## Excerpt
House of Assembly: Thursday, September 09, 2021

Contents

Regional Health Services

Mr ELLIS (Narungga) (16:11): I rise today on behalf of the health professionals in my electorate, who I believe are struggling under the burden of bureaucracy and mismanagement. I have had contact from numerous health professionals who live and work in Narungga and who report to me that the situation is becoming increasingly dire. From the outset, and to be abundantly clear, I do not believe that any blame lies at the feet of the current government, nor at the feet of the current minister. This is a problem that has been entrenched for almost 20 years and will now require a significant change to the way in which we do things. Transforming Health created this problem and now we need to fix it.

The AMA and the Rural Doctors Association continue to await outcomes from continued contract negotiations, and I have to say I find this quite disappointing. I do not think it is an exaggeration to say that the attraction and retention of doctors in regional South Australia is the single biggest issue we face. Without health services within an achievable distance for people to access, towns will wither and die—it becomes inevitable. Regional people, through their representatives elected by them, need doctors a lot more than doctors need government.

While I am not privy to the contract negotiation details, I do know that something needs to change. We cannot continue to maintain the status quo, with the gradual reduction of doctors and no obvious stream of replacement, and expect things to improve. We need to change the way regional hospitals are staffed and, while local health networks have been a great start, it is not enough by itself.

There have been some harrowing stories related to me by health practitioners in my electorate, recently by people at Maitland Hospital, who have been without a doctor staffing the hospital on multiple occasions recently. There have been at different times either a nurse practitioner or a paramedic acting as the on-call doctor. I am led to believe that, on at least one occasion when the nurse practitioner, who did a fantastic job and certainly filled it to the best of her ability I am sure, was acting as the locum, her provider number had not transferred with her and thus she was unable to prescribe even a basic dose of antibiotics.

That meant that a patient who had presented to the hospital with a basic infection faced having to be driven by volunteer ambulance, taking up the valuable time of volunteers, to Wallaroo Hospital and back for a relatively simple prescription. Thankfully, in that case the Maitland Medical Clinic, sitting adjacent, stepped in and prescribed the required dose, but the pressure being put on Michelle Nelligan and her staff at the clinic is significant. Unfortunately, they are the ones who face community unrest, thanks to decisions made elsewhere. They are the ones who are left to find doctors at short notice and they are the ones who find themselves under continued pressure.

I have received anonymous correspondence from a nurse at Maitland Hospital who reports that the 'never-ending overworked environment with little to no support is creating a pressure cooker at work' and that a particular shift left her 'feeling panicked and like her registration might be at risk' and finally 'that the working environment is becoming worse by the day'.

Maitland Hospital is an example I have heard about recently. Similar problems have been happening across the board, including at the wonderful community-run hospital at Ardrossan, and at Wallaroo Hospital where I regularly hear about stressed, overworked staff and concerns about the delivery of services. Minlaton accident and emergency has started to close intermittently on weekends when locum staff cannot be sourced. Most recently, I have corresponded with the minister in relation to the Minlaton medical clinic. All of this is happening as our health professionals also deal with COVID vaccinations, testing responsibilities and associated inquiries.

[Dataset items]
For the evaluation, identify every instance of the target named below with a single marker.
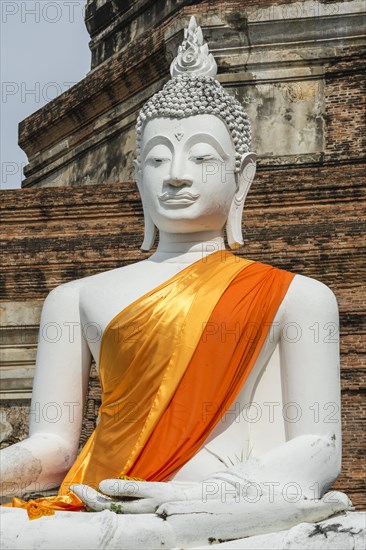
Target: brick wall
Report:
(307, 220)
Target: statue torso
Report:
(103, 296)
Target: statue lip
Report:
(183, 198)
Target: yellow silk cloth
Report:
(144, 353)
(188, 344)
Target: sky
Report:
(44, 51)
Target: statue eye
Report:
(156, 161)
(202, 158)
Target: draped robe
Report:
(180, 350)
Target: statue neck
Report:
(186, 247)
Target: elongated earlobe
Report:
(149, 231)
(234, 222)
(149, 226)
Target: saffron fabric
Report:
(193, 340)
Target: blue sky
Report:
(44, 50)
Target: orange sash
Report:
(193, 340)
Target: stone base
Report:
(107, 530)
(344, 531)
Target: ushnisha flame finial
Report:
(193, 55)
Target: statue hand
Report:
(128, 496)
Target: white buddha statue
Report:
(188, 335)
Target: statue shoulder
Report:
(76, 287)
(310, 295)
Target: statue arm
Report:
(310, 374)
(310, 460)
(61, 378)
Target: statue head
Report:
(194, 138)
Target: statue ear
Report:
(149, 226)
(244, 179)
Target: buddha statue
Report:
(183, 341)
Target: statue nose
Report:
(176, 181)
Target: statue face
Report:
(188, 180)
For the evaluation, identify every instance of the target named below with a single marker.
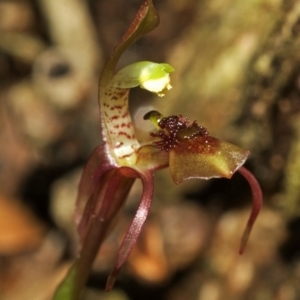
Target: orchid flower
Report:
(183, 146)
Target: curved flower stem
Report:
(135, 228)
(257, 201)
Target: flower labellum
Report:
(183, 146)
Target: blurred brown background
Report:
(237, 73)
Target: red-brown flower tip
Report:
(174, 129)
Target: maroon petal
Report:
(257, 201)
(135, 228)
(99, 162)
(107, 200)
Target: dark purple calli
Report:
(183, 146)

## Required work
Reproduce the Regional Health Services speech between "House of Assembly: Thursday, September" and "need to fix it.", inclusive, substituting "medical staff" for "health professionals".

## Answer below
House of Assembly: Thursday, September 09, 2021

Contents

Regional Health Services

Mr ELLIS (Narungga) (16:11): I rise today on behalf of the medical staff in my electorate, who I believe are struggling under the burden of bureaucracy and mismanagement. I have had contact from numerous medical staff who live and work in Narungga and who report to me that the situation is becoming increasingly dire. From the outset, and to be abundantly clear, I do not believe that any blame lies at the feet of the current government, nor at the feet of the current minister. This is a problem that has been entrenched for almost 20 years and will now require a significant change to the way in which we do things. Transforming Health created this problem and now we need to fix it.